(TASK DIRECTIONS) Could you copy the whole listing below exactly as written?

(DATA FOR THE TASK)
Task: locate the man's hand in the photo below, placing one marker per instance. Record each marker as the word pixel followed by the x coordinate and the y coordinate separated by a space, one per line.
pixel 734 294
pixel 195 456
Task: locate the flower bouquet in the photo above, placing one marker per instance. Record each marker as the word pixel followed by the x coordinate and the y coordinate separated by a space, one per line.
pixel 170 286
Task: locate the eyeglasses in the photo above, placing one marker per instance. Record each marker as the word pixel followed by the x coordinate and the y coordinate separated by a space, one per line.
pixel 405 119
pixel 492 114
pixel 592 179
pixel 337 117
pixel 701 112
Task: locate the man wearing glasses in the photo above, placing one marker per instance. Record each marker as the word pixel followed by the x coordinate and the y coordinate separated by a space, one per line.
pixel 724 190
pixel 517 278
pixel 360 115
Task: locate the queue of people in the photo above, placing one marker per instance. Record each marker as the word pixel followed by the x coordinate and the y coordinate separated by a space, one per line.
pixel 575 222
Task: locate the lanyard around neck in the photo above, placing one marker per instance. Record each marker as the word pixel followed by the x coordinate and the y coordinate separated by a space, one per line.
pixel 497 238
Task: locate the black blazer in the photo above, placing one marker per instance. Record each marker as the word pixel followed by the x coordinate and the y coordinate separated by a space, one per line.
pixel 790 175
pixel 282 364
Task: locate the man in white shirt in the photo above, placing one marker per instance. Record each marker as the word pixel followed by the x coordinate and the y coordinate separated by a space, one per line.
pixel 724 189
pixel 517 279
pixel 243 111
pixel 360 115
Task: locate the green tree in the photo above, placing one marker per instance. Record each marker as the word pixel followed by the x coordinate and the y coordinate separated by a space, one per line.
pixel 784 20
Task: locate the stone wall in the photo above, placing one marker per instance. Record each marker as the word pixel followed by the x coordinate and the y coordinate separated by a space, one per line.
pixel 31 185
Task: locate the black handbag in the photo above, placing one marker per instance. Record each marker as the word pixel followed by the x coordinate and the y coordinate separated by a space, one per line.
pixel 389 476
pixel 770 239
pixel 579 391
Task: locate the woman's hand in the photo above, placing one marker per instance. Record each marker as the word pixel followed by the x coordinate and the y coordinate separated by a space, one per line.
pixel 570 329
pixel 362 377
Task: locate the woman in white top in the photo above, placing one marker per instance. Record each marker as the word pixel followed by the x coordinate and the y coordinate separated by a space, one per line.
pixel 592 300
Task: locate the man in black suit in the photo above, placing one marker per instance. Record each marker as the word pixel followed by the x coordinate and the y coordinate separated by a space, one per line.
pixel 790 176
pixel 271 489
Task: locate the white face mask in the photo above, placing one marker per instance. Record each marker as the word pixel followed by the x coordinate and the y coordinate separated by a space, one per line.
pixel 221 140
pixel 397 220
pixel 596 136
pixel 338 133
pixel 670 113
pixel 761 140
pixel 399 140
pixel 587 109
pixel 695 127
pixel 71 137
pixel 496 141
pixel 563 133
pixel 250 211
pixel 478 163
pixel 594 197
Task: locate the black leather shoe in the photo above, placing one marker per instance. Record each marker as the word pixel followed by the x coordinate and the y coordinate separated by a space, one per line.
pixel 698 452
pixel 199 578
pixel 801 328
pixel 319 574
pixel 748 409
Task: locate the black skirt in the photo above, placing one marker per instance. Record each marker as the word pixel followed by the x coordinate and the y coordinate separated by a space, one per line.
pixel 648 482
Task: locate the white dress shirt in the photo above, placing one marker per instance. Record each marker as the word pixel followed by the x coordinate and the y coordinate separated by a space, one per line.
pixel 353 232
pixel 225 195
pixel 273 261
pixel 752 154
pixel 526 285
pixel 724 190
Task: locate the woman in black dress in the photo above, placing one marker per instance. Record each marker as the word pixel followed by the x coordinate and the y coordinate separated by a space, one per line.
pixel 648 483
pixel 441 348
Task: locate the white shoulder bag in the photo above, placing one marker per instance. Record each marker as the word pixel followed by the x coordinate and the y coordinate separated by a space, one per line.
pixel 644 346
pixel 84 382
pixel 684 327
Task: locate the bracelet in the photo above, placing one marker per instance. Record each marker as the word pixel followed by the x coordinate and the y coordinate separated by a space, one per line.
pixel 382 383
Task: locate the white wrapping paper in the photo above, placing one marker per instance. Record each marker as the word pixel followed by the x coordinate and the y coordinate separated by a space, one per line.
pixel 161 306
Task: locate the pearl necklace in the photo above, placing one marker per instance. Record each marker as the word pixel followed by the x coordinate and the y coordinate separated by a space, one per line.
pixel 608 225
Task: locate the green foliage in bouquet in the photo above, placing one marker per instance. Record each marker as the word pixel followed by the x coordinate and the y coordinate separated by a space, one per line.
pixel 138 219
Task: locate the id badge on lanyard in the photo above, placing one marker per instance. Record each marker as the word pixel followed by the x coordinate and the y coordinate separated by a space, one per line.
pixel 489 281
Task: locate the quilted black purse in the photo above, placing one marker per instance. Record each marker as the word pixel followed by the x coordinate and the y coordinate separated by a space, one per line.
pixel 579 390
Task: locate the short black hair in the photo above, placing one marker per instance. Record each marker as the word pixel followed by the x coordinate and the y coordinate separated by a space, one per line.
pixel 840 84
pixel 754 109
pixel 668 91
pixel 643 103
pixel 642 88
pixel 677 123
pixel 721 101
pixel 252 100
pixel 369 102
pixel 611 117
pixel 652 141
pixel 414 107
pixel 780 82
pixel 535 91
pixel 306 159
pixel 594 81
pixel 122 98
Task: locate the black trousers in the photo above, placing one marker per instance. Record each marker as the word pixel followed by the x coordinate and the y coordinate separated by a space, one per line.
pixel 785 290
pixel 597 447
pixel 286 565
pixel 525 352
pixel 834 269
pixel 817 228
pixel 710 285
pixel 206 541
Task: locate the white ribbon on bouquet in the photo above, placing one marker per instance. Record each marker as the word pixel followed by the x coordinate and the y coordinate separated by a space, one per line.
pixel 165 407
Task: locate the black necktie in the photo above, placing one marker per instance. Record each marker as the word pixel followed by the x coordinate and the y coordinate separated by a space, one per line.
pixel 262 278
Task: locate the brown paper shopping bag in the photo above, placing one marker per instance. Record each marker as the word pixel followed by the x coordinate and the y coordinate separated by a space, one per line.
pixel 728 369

(REPLY)
Task: locate the man's hand in the photo below, placing one marker per instance. Record each marker as the word pixel followed by the x coordinate and the y coordinate separated by a space, one per line.
pixel 734 294
pixel 195 456
Task: locate the flower bouquet in the photo above, placing one marker per instance. Record each marker as the word pixel followed by the x coordinate and the y coordinate separated by a space, one per line.
pixel 170 286
Task: locate the eyeglasses in the photo above, placing one marker per instance. Record each marker as the word pixel followed by the x coordinate and the y coordinate separated by a space, one per line.
pixel 405 119
pixel 492 114
pixel 592 179
pixel 337 117
pixel 701 112
Task: locate the man wearing glasses in the photo above, placing one marker per instance. Record each marker as the word pixel followed by the x coordinate and the y coordinate separated by a space, one per line.
pixel 724 190
pixel 517 278
pixel 360 115
Task: locate the queue of people in the photo above, placing one marker per instance. Record each marker as the word pixel followed by the x coordinate and the y coordinate separated by a space, one per line.
pixel 575 222
Task: locate the lanyard around neck in the photo above, placing one marker per instance. Record each marker as the word pixel followed by the x coordinate and the y coordinate separated by a space, one per line.
pixel 497 238
Task: locate the black blazer in the photo above, placing one marker per instance. Record each marker as the word pixel followed by the x coordinate and the y coordinate separated by a space, one per line.
pixel 790 175
pixel 282 364
Task: locate the man in white shirt in the photo above, placing one marker per instance. Record each marker as the word pixel followed by the x coordinate and the y coordinate separated by a space, one per line.
pixel 724 189
pixel 517 279
pixel 243 111
pixel 360 115
Task: locate the green tree in the photo above, placing one marker per instance. Record each marker as the word pixel followed by the x coordinate and the y coordinate separated by a space, one per line.
pixel 784 20
Task: locate the stone wall in the photo above, placing one marker per instance. Record each marker as the word pixel followed by the x coordinate and the y coordinate separated by a space, one per line.
pixel 31 185
Task: locate the black handbag in the photo above, placing one marker per instance. Record each marker as the word pixel followed by the x coordinate and the y coordinate separated by a space, one per line.
pixel 389 476
pixel 770 239
pixel 579 391
Task: locate the woman's hand in the photo above, placing one marker per instance. Record each marker as the word pixel followed by the x coordinate and the y coordinate separated by a space, one per line.
pixel 570 329
pixel 362 377
Task: locate the woman in white top in the photo above, placing one marker per instance. Record each marker as the word pixel followed by the x coordinate and the y coordinate separated by a space, one per line.
pixel 592 300
Task: locate the man in black suit in the photo above, placing one marker per instance. Record each marker as the word pixel followed by the x coordinate and the y coordinate separated by a space, one per line.
pixel 790 176
pixel 271 489
Task: locate the white face mask in the photo above, placing one marker per instance. Record each marker as the word pixel followed by the x coordinate and the y coordinate separated by a space, one per line.
pixel 221 140
pixel 397 220
pixel 596 136
pixel 338 133
pixel 670 113
pixel 761 140
pixel 399 140
pixel 587 109
pixel 695 127
pixel 71 137
pixel 496 141
pixel 563 133
pixel 250 211
pixel 478 163
pixel 594 197
Task: locate the black leather shoe in the photo above, placing one marker per instance. Record each marker as the word pixel followed by the x coordinate and the y coordinate separated by a space, one per line.
pixel 698 452
pixel 199 578
pixel 801 328
pixel 319 574
pixel 748 409
Task: locate the black skirt in the photo above, placing one marker per instance. Record each marker as the word pixel followed by the x coordinate and the y coordinate separated by a space, one per line.
pixel 648 482
Task: locate the white dress shirt in the photo above, placing one marker per instance. Record each marker as the word pixel followed by the x coordinate and the y coordinate separated by a space, one per line.
pixel 353 232
pixel 225 195
pixel 273 261
pixel 752 154
pixel 526 285
pixel 724 190
Task: locate the woman in black dress in the photo above, placing one marker per instance. Record each marker as the word pixel followed by the x coordinate and the y coordinate separated by a space, one per line.
pixel 648 483
pixel 441 348
Task: locate the white shoulder bag in the photo above, placing one marker per instance. Record each marker as the word pixel followed by the x coordinate and the y coordinate separated by a space, one per line.
pixel 644 346
pixel 84 382
pixel 684 327
Task: locate the bracelet in the photo above, placing one marker per instance. Record each marker as the word pixel followed by the x coordinate and the y coordinate separated by a space, one per line.
pixel 382 383
Task: locate the white wrapping paper in the photo above, placing one marker per instance. Record each marker as the word pixel followed by the x coordinate and the y coordinate separated by a space, one per line.
pixel 161 306
Task: locate the pearl necklace in the photo above, placing one marker per instance. Record each marker as the word pixel followed by the x coordinate and the y coordinate separated by a space, one per line.
pixel 608 225
Task: locate the green foliage in bouquet in the photo above, placing one marker per instance. Record each marker as the word pixel followed by the x coordinate and the y coordinate separated by a space, one per line.
pixel 138 219
Task: locate the id badge on lanyard in the photo above, placing one marker per instance. Record each marker as the word pixel followed by the x coordinate and the y coordinate separated by a space, one per line.
pixel 489 281
Task: locate the quilted black purse in the photo above, placing one marker per instance. Record each marker as the word pixel followed by the x coordinate and the y coordinate separated by a space, one per line.
pixel 579 390
Task: locate the short black hair in the photo above, placing one marker per instance. Record each marker as the word pixel followed by the x coordinate and the y coordinate separated by a space, one per line.
pixel 840 84
pixel 754 109
pixel 668 91
pixel 643 103
pixel 642 88
pixel 677 123
pixel 721 101
pixel 252 100
pixel 369 102
pixel 611 117
pixel 652 141
pixel 414 107
pixel 780 82
pixel 535 91
pixel 306 159
pixel 594 81
pixel 122 98
Task: locate the black trousers in the photo above, placing one marker per instance. Record each marker as the word pixel followed by the x coordinate and the y coordinate separated by a space, one per line.
pixel 785 290
pixel 597 447
pixel 286 565
pixel 525 352
pixel 834 269
pixel 817 228
pixel 710 285
pixel 206 541
Task: locate the white ribbon on bouquet in the photo above, placing one marker per instance. Record each marker as the word pixel followed by the x coordinate and the y coordinate separated by a space, one per line.
pixel 165 407
Task: locate the black necktie in the photo above, placing one marker per instance. Record each marker as the word pixel followed by the x coordinate and the y coordinate separated by a space, one per line.
pixel 262 278
Task: locate the brown paper shopping bag in the photo above, placing one marker per instance. Record each marker as the word pixel followed by the x coordinate and the y coordinate separated by a space, one per line.
pixel 728 369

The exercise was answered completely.